*Source extract*.
Efavirenz in pregnancy is at least as safe as other antiretrovirals

By | January 18, 2019

The European Pregnancy and Paediatric HIV Cohort Collaboration includes data from 24,963 pregnancies ending in singleton live births between 2002 and 2015. Cohorts in Belgium, Denmark, Germany, Ireland, Italy, the Netherlands, Poland, Romania, Spain, Sweden, Switzerland, Thailand, Ukraine and the United Kingdom provided data.

In 1200 pregnancies (4.8%), the mother received efavirenz at the time of conception or during the first three months of pregnancy; in 7537 pregnancies (30.2%) she received a non-efavirenz regimen; and in 16,226 pregnancies (65%) she did not receive antiretroviral treatment at this stage.

There were 412 infants with at least one birth abnormality, including 34 infants with two or three abnormalities. The overall prevalence was 1.7%. Limb/musculoskeletal and congenital heart defects were the most commonly reported.

Among infants exposed to efavirenz, the prevalence of birth defects (1.6%, 95% CI 0.96-2.5%) was not statistically significantly higher than among infants not exposed to any antiretrovirals (1.3%, 65% CI 1.1-1.5%) or a non-efavirenz regimen (2.4%, 95% CI 2.1-2.8%).

After adjustment for other factors that could skew the results, the risk of birth defects was 40% lower in infants exposed to efavirenz than in those exposed to other antiretrovirals, but this was not statistically significant (adjusted odds ratio 0.61, 95% confidence interval 0.36-1.03).

Among children with congenital heart defects, almost half in the non-efavirenz group and a third in the efavirenz group had also been exposed to zidovudine. Studies have had divergent findings on the question of whether heart abnormalities are associated with zidovudine exposure or not.

Pre-term birth was more common in infants with birth defects (25%) than infants without defects (11%). There was no association with low birth weight.

“Overall, our results demonstrate evidence of the safety of efavirenz when used from the start of pregnancy with no clinically relevant differences in the risk of birth defects compared with infants exposed to non-efavirenz based regimens or non-exposed to antiretroviral therapy,” Professor Martinez de Tejada concludes.

*Requirement*. Reproduce the stretch of the efavirenz report from "Among infants exposed" through "confidence interval 0.36-1.03).". The data that follow are unrelated to the efavirenz report and stand as separate material.

*Given entries*.
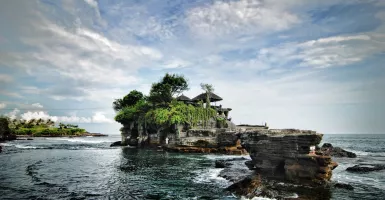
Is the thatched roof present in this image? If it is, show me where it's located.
[192,92,223,102]
[176,94,191,101]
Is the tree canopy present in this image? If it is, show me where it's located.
[201,83,214,107]
[113,90,145,111]
[148,73,189,106]
[114,73,216,134]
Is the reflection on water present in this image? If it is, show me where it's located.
[0,135,385,199]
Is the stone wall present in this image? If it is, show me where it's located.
[241,129,337,183]
[217,132,238,147]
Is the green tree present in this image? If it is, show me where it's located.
[201,83,214,108]
[0,116,12,141]
[113,90,145,111]
[149,73,189,106]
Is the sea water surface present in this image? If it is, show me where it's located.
[0,134,385,199]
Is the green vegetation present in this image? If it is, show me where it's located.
[0,117,86,137]
[113,73,217,141]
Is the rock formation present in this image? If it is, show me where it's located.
[241,129,337,185]
[346,164,385,173]
[320,143,357,158]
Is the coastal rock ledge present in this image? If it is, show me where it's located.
[241,129,338,185]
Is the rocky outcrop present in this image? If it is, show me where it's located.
[241,129,337,185]
[333,183,354,190]
[215,157,247,168]
[163,146,248,155]
[0,116,16,142]
[110,141,123,147]
[346,164,385,173]
[320,143,357,158]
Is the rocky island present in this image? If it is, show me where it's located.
[112,74,342,198]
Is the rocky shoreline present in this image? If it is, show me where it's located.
[112,129,364,199]
[16,133,108,139]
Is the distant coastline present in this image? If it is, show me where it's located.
[16,132,108,139]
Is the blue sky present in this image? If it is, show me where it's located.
[0,0,385,134]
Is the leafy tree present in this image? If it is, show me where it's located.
[201,83,214,108]
[161,73,189,96]
[113,90,145,111]
[149,73,189,106]
[0,116,11,141]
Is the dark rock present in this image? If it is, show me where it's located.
[226,175,262,197]
[110,141,122,147]
[320,143,357,158]
[346,164,385,173]
[241,129,337,185]
[218,168,253,183]
[215,160,232,168]
[334,183,354,190]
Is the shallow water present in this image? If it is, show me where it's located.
[0,135,385,199]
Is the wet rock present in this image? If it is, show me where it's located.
[215,157,247,168]
[110,141,123,147]
[333,183,354,190]
[163,146,248,155]
[218,168,253,183]
[320,143,357,158]
[346,164,385,173]
[241,129,338,185]
[226,175,262,198]
[215,160,232,168]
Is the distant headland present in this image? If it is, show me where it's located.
[0,117,107,141]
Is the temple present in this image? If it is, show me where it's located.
[122,92,265,154]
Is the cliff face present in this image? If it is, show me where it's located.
[241,129,337,184]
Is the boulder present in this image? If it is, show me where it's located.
[215,160,232,168]
[241,129,338,185]
[333,183,354,190]
[320,143,357,158]
[346,164,385,173]
[226,175,262,197]
[215,157,247,168]
[110,141,122,147]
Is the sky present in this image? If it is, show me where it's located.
[0,0,385,134]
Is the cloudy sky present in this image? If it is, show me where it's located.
[0,0,385,134]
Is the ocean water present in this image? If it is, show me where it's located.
[0,135,385,199]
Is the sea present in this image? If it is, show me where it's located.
[0,134,385,200]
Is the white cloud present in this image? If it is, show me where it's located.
[0,89,23,98]
[0,0,163,100]
[17,110,114,123]
[186,0,299,37]
[32,103,44,108]
[92,112,114,123]
[0,74,13,83]
[163,59,191,69]
[258,35,385,68]
[5,108,20,119]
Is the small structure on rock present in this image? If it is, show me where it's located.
[241,129,337,184]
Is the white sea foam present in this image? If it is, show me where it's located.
[46,138,111,144]
[204,155,251,160]
[194,168,230,187]
[241,197,275,200]
[15,144,37,149]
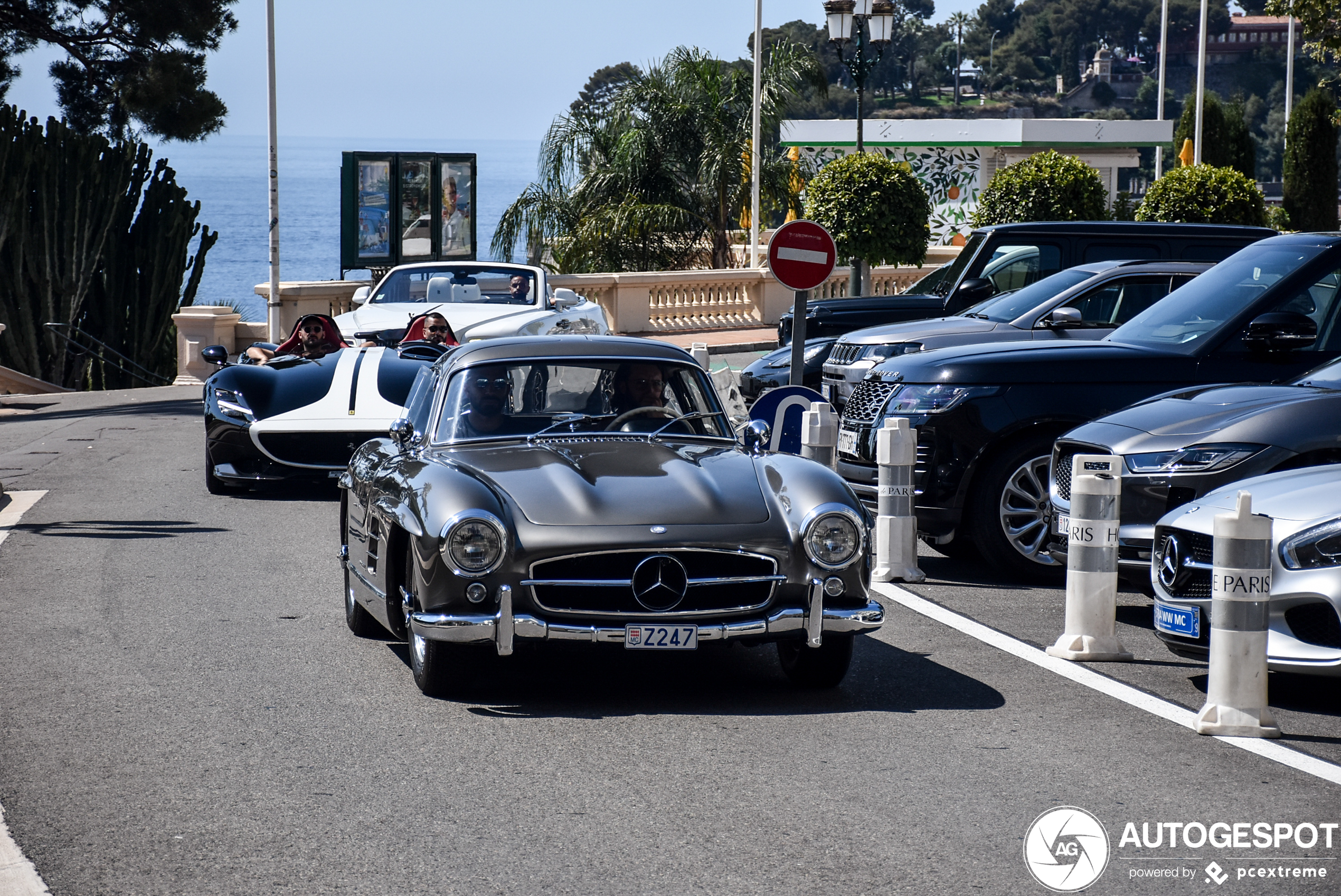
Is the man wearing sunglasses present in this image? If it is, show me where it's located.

*Solved problem*.
Among infants exposed to efavirenz, the prevalence of birth defects (1.6%, 95% CI 0.96-2.5%) was not statistically significantly higher than among infants not exposed to any antiretrovirals (1.3%, 65% CI 1.1-1.5%) or a non-efavirenz regimen (2.4%, 95% CI 2.1-2.8%).

After adjustment for other factors that could skew the results, the risk of birth defects was 40% lower in infants exposed to efavirenz than in those exposed to other antiretrovirals, but this was not statistically significant (adjusted odds ratio 0.61, 95% confidence interval 0.36-1.03).